LESETEXT –
--*--
Foto: DER STANDARD/Wojciech Czaja

Zehn Uhr. Die Kirchenglocken haben es gerade klanghaft gemacht. Im süditalienischen Stundensystem ist dies die turbulenteste Zeit des Tages. Kinder rennen über die Piazza, Donne gehen über den Markt und machen Besorgungen fürs Abendmahl, ältere Signori stehen am Straßenrand und unterhalten sich über den neuesten Tratsch, den sie in der Gazzetta dello Sport gelesen haben. Das Klischeebild, das in vielen Städten in Apulien, Kalabrien und in der Basilicata noch den Alltag prägt, gehört in Matera, Kulturhauptstadt Europas 2019 und eine der ältesten Städte der Welt, jedoch der Vergangenheit an. Es ist still und menschenleer.

In einem der beängstigend ausgestorbenen Corti im Sasso Barisano, im Unesco-geschützten Felsenbezirk, befindet sich eine kleine Baustelle. Ein Hinterhof in der Via Sette Dolori, das Echo hallt durch die steinernen Gassen, ein Bauarbeiter, Jogginghose und Arbeitshandschuhe, saniert eines der uralten Felsenhäuser, das mit einiger Verspätung zum Kulturhauptstadtjahr fertig werden soll. In einem Monat werden die Menschenmassen erwartet, für die man die historische Innenstadt herausgeputzt und eigens Airbnb-Apartments, Wellnesstempel und echte türkische Bäder geschaffen hat.
--*--
Datensätze zur Punktplatzierung:
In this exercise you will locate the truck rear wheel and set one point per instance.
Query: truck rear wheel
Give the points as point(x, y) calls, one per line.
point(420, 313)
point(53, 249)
--*--
AUFGABENSTELLUNG –
1) Wie lässt sich der Text über Matera in zwei Sätzen zusammenfassen?
2) Wiederhole den Abschnitt aus dem Text über Matera wörtlich, beginnend mit „Zehn Uhr. Die“ und weiter bis einschließlich „still und menschenleer.“.

ANTWORTEN JE AUFGABE –
1) Während in vielen Städten Apuliens, Kalabriens und der Basilicata um zehn Uhr noch reges Treiben herrscht, ist es in Matera, der Kulturhauptstadt Europas 2019 und einer der ältesten Städte der Welt, still und menschenleer. Auf einer kleinen Baustelle im Sasso Barisano saniert ein Bauarbeiter eines der uralten Felsenhäuser, denn in einem Monat werden Menschenmassen erwartet, für die die historische Innenstadt herausgeputzt und Airbnb-Apartments, Wellnesstempel und türkische Bäder geschaffen wurden.

2)
Zehn Uhr. Die Kirchenglocken haben es gerade klanghaft gemacht. Im süditalienischen Stundensystem ist dies die turbulenteste Zeit des Tages. Kinder rennen über die Piazza, Donne gehen über den Markt und machen Besorgungen fürs Abendmahl, ältere Signori stehen am Straßenrand und unterhalten sich über den neuesten Tratsch, den sie in der Gazzetta dello Sport gelesen haben. Das Klischeebild, das in vielen Städten in Apulien, Kalabrien und in der Basilicata noch den Alltag prägt, gehört in Matera, Kulturhauptstadt Europas 2019 und eine der ältesten Städte der Welt, jedoch der Vergangenheit an. Es ist still und menschenleer.